TUGAS.
A. Tuliskan ulang secara persis bagian kutipan tentang Mitsaq al-Madinah, mulai dari "Visi integrasi dalam" dan terus berlanjut hingga "lahir dan batin.".
B. Berdasarkan kutipan tentang Mitsaq al-Madinah, jelaskan dalam satu sampai tiga kalimat mengapa semua warga Madinah merasakan kepastian hukum, keamanan, kesetaraan, dan keadilan.

KUTIPAN DOKUMEN.
■ ■ ■ ■

Setelah sukses memediasi dua suku utama Madinah tersebut, dengan visi integrasinya, Nabi SAW menempuh jalan damai dalam rangka mengintegrasikan berbagai komunitas Madinah yang berbeda suku, agama, dan strata sosial. Nabi SAW lalu menggagas perjanjian damai dan integrasi dengan komunitas Nasrani, Yahudi, Majusi, dan komunitas lainnya. Dengan menerbitkan Mitsaq al-Madinah (perjanjian atau  kontrak sosial politik), semua warga Madinah diberikan hak-hak dan kewajiban yang sama. Semua warga Madinah, tanpa kecuali, harus menjadi keamanan, ketertiban, dan persatuan. Jika diserang musuh dari luar, semua wajib membela dan mempertahankan kota Madinah sampai titik darah penghabisan.

Visi integrasi dalam Mitsaq al-Madinah memberikan perlindungan dan kebebasan beragama bagi para penganut agama yang majemuk itu sesuai ajaran agama masing-masing. Keadilan hukum dan konstitusi ditegakkan kepada semua warga Madinah tanpa diskriminasi, sehingga semua merasakan kepastian hukum, keamanan, kesetaraan, dan keadilan. Visi integrasi Nabi SAW bagi semua komponen masyarakat Madinah menjadikannya sebagai baldatun thayyibatun wa Rabbun ghafur, kota berperadaban yang tercerahkan, berkemajuan, berkemakmuran, berkeadilan,  dan berkesejahteraan, bahagia lahir dan batin.

■ ■ ■ ■

DATA YANG DISEDIAKAN.

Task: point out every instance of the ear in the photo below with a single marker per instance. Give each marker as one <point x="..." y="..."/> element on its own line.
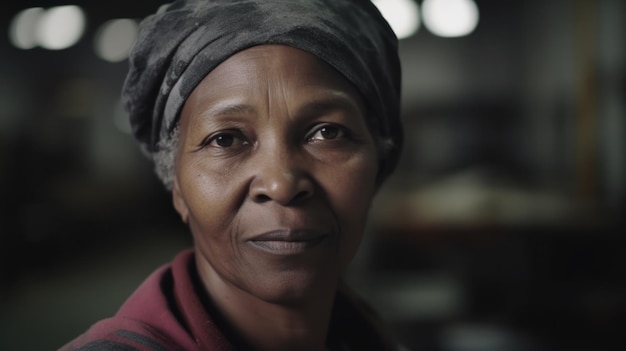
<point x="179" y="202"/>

■ ■ ■ ■

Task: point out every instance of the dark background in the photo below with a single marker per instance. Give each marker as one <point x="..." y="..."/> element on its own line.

■ ■ ■ ■

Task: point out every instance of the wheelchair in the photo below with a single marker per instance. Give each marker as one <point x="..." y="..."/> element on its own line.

■ ■ ■ ■

KUNCI JAWABAN.
A.
Visi integrasi dalam Mitsaq al-Madinah memberikan perlindungan dan kebebasan beragama bagi para penganut agama yang majemuk itu sesuai ajaran agama masing-masing. Keadilan hukum dan konstitusi ditegakkan kepada semua warga Madinah tanpa diskriminasi, sehingga semua merasakan kepastian hukum, keamanan, kesetaraan, dan keadilan. Visi integrasi Nabi SAW bagi semua komponen masyarakat Madinah menjadikannya sebagai baldatun thayyibatun wa Rabbun ghafur, kota berperadaban yang tercerahkan, berkemajuan, berkemakmuran, berkeadilan,  dan berkesejahteraan, bahagia lahir dan batin.

B. Semua warga Madinah merasakan kepastian hukum, keamanan, kesetaraan, dan keadilan karena keadilan hukum dan konstitusi ditegakkan kepada mereka semua tanpa diskriminasi.